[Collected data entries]
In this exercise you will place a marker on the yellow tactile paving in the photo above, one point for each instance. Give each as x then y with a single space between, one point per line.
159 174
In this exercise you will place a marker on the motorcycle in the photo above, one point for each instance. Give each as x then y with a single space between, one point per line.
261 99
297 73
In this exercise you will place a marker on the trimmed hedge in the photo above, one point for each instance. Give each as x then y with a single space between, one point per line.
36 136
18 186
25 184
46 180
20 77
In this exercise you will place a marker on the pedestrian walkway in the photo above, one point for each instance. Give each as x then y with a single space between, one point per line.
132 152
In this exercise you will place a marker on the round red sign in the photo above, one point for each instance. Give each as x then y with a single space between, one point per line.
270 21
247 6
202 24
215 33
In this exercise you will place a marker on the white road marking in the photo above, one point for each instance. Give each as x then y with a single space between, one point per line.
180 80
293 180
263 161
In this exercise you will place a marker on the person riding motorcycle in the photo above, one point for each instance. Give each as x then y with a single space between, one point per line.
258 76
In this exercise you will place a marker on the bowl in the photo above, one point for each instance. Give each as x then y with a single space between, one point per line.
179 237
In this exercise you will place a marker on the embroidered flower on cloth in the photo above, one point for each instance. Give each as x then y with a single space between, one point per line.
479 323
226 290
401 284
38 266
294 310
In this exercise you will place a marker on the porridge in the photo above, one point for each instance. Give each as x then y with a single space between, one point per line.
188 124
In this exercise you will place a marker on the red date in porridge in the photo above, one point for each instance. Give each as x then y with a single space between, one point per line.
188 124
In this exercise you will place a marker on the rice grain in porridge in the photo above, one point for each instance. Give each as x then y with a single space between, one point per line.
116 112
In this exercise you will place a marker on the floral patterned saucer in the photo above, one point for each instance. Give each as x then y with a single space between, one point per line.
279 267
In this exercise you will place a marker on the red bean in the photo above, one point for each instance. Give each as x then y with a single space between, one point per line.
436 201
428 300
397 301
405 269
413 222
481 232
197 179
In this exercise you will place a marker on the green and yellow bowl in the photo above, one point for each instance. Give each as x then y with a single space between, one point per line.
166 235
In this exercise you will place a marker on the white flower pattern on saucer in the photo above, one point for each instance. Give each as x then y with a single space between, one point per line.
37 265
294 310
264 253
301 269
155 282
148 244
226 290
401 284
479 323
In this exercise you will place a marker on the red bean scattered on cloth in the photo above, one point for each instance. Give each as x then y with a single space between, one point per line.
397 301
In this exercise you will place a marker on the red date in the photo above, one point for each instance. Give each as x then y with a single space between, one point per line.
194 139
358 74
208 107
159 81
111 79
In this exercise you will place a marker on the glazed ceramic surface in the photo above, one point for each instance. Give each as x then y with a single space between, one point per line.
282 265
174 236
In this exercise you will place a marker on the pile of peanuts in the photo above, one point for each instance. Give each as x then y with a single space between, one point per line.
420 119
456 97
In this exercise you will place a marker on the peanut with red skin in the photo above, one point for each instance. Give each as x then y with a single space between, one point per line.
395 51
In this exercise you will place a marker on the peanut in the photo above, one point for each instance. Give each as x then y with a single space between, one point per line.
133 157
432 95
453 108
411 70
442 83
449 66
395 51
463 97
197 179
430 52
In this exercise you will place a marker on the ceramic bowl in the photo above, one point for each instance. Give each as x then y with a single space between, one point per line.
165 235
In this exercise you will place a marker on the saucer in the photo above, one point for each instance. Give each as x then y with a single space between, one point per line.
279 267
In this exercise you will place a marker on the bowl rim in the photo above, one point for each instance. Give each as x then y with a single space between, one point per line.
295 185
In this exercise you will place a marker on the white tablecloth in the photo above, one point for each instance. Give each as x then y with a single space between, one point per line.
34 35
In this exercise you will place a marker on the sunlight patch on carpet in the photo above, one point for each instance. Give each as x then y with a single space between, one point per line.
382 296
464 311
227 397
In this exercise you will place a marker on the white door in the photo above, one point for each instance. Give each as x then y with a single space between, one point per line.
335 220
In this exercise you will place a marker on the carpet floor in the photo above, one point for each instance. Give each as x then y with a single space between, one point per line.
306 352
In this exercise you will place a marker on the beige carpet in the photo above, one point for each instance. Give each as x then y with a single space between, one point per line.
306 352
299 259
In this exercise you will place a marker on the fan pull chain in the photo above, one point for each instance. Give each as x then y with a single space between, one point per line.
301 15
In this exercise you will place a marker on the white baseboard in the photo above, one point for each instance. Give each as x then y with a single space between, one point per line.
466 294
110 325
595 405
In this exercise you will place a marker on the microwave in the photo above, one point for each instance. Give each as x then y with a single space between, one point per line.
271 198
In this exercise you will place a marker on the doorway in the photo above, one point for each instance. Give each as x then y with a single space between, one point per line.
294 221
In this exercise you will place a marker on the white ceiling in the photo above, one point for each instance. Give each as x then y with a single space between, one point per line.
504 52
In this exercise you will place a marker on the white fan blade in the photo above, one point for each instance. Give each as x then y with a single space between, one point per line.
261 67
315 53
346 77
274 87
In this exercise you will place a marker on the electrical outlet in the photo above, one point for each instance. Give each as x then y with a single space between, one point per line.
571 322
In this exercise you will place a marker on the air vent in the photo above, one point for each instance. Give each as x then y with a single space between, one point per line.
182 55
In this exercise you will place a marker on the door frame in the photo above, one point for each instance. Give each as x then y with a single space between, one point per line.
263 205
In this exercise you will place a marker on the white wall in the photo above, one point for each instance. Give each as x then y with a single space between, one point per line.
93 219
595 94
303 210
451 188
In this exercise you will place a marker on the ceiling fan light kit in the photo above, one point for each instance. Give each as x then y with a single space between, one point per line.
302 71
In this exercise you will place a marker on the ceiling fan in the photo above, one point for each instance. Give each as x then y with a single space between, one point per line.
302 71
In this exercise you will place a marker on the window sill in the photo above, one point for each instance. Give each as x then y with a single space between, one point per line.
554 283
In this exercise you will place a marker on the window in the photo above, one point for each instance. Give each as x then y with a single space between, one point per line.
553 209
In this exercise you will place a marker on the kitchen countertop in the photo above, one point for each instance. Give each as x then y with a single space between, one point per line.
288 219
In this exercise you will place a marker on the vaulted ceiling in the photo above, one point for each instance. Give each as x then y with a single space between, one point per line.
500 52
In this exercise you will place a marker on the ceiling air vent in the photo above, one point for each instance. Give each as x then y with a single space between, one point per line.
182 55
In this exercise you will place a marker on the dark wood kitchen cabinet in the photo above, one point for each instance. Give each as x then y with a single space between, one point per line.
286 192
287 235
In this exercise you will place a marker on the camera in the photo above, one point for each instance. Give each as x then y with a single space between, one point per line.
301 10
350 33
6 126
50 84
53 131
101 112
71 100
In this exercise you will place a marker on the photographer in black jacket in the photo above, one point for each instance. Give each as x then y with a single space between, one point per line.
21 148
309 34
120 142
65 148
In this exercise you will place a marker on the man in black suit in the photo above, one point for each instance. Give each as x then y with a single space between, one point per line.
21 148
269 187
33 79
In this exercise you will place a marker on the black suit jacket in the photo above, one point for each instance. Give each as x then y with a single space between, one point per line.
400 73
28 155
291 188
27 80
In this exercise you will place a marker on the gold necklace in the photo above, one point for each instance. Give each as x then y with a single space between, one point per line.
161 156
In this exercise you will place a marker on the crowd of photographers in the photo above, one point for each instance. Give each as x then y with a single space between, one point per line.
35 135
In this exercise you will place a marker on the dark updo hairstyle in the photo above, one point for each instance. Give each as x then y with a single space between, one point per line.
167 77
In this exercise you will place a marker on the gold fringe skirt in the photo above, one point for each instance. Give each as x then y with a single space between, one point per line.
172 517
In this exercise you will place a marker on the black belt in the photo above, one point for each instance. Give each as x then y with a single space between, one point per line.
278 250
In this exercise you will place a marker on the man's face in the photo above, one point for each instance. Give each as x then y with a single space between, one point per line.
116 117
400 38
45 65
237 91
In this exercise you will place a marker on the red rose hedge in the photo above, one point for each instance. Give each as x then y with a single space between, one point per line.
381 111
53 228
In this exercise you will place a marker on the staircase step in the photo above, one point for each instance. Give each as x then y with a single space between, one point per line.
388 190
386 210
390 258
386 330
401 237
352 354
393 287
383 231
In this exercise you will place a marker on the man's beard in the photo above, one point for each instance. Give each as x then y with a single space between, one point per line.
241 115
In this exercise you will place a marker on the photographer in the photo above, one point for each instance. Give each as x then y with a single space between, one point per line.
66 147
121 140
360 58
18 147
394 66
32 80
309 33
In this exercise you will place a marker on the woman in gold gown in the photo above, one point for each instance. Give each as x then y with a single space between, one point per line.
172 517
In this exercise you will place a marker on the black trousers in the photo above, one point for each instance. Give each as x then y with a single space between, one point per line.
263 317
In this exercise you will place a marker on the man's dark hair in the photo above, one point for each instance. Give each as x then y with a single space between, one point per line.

**Stated problem**: Using the material above, extract the line that contains "the red rose" and every line after it, exactly as given; stop at the last line.

**Task output**:
In this exercise you will place a marker on the red rose hedge in the photo above, one point for each instance. Give each as x then y with a single space between, one point per line.
381 111
53 228
In this exercise you will place a marker on the staircase step in the photo above, one point for each instance. Give each as x then y with a single space between, one point per line.
388 190
386 210
390 258
386 330
401 237
352 354
393 287
383 231
In this exercise you will place a marker on the man's beard in the photo above, one point for each instance. Give each as x then y with a single space between, one point per line.
241 115
In this exercise you will place a marker on the photographer in the photo above, one point for each instance. Give each as x then y with a single space between, one point per line.
66 147
121 140
360 58
18 147
394 66
32 80
309 33
In this exercise you will place a marker on the woman in gold gown in the photo above, one point for each instance. Give each as x then y with a single space between, one point per line.
172 517
In this exercise you will place a marker on the black trousers in the photo above, one point for each instance. Give each as x then y with a single space between, one point per line.
263 317
In this exercise you will place a marker on the man's dark hair in the photo above, one point for each instance. Give each as x then y with a single space between, one point per line.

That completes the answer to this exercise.